Parece que hoy en día el impulso más inmediato ante cualquier noticia, ante cualquier información, sin importar el ámbito del que se trate, es el comentario. No cualquier comentario, sino uno despectivo. Puede que no se mayoritario, pero sí es cierto que las personas que actúan de esta manera generan mucho ruido, eligiendo opinar con desprecio, utilizando insultos, palabras malsonantes o incluso insinuaciones que, sin ser afirmaciones directas, dejan en el aire sospechas sobre la persona a la que van dirigidas.

Lo más inquietante es que ni siquiera hace falta que haya un contexto de conflicto o una razón de peso. En las redes sociales, cualquier cosa puede ser motivo para atacar. Se opina sobre la belleza física de una persona, sobre sus arrugas, sobre su sobrepeso, sobre su forma de hablar o de vestir, con una ligereza que asusta. Y al otro lado de ese comentario, de esa opinión, hay una persona que escucha y que lo recibe, alguien que quizás no tenga las herramientas emocionales para encajarlo. Nos hemos acostumbrado a opinar sobre todo y sobre todos, sin detenernos a pensar en las consecuencias, sin hacer el mínimo esfuerzo por ponernos en el lugar del otro y muchas veces sin tener ni un mínimo compromiso con indagar si aquello que vamos a decir se fundamenta sobre una información veraz.

Al otro lado de ese comentario, de esa opinión, hay una persona que escucha y que lo recibe, alguien que quizás no tenga las herramientas emocionales para encajarlo.


Quiero pensar que, en el fondo, no es maldad pura lo que hay detrás de esta falta de empatía, sino olvido. Olvido de que detrás de la pantalla hay personas, olvido de que lo que escribimos puede hacer daño. Tal vez sea eso: que a través de una pantalla perdemos el feedback humano, no vemos la herida que nuestras palabras provocan y, por tanto, no sentimos ninguna necesidad de medirlas. Pero, aunque quiera creer en el olvido más que en la crueldad, me sigue pareciendo preocupante.

Si a esto le sumamos el anonimato, la ecuación se vuelve aún más tóxica. ¿Cuántas veces hemos visto comentarios agresivos, hirientes, escritos desde cuentas sin foto, sin nombre, sin identidad real? Probablemente, una de las formas más obvias de cobardía es utilizar el anonimato para desprestigiar, para insultar, para hacer daño sin asumir ninguna responsabilidad. Es fácil ser cruel cuando no hay consecuencias, cuando nadie puede exigir explicaciones, cuando se puede lanzar la piedra y esconder la mano.

Esta normalización del insulto no se queda en las redes. Cuando nos acostumbramos a la agresividad en lo digital, tarde o temprano la trasladamos a lo cotidiano. Lo vemos en la crispación de las conversaciones públicas, en el tono de los debates, en la forma en que se desacredita a quien piensa diferente. Pero, sobre todo, lo vemos en el impacto que esto tiene en quienes aún están construyendo su identidad. No es casualidad que cada vez más adolescentes sufran ansiedad, depresión o miedo a exponerse. No es casualidad que la autoestima de muchos jóvenes dependa de la aprobación o el rechazo que reciben en redes.

Algo deberíamos replantearnos como sociedad si lo que se ha convertido en tendencia es despreciar sin más, opinar sin empatía, atacar con facilidad. La libertad de expresión nunca debería ser sinónimo de impunidad para el insulto. Porque al final, si normalizamos el odio, ¿qué nos queda?
────────────────
Reproduce palabra por palabra, del fragmento sobre los comentarios despectivos en las redes sociales, todo lo que va desde "Si a esto le" hasta "esconder la mano.".

▶ [Material recopilado]
────────────────
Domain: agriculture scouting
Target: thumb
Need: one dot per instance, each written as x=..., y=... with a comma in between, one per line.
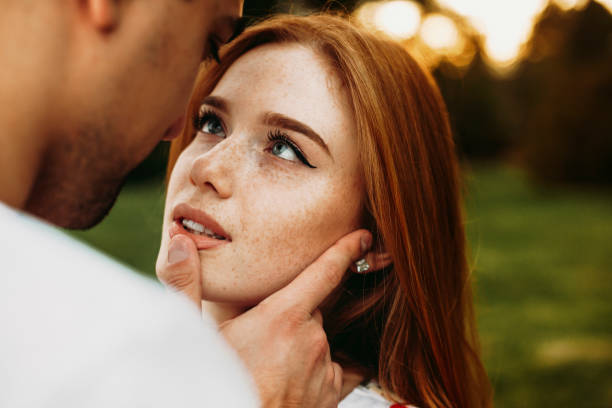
────────────────
▶ [Resultado del ejercicio]
Si a esto le sumamos el anonimato, la ecuación se vuelve aún más tóxica. ¿Cuántas veces hemos visto comentarios agresivos, hirientes, escritos desde cuentas sin foto, sin nombre, sin identidad real? Probablemente, una de las formas más obvias de cobardía es utilizar el anonimato para desprestigiar, para insultar, para hacer daño sin asumir ninguna responsabilidad. Es fácil ser cruel cuando no hay consecuencias, cuando nadie puede exigir explicaciones, cuando se puede lanzar la piedra y esconder la mano.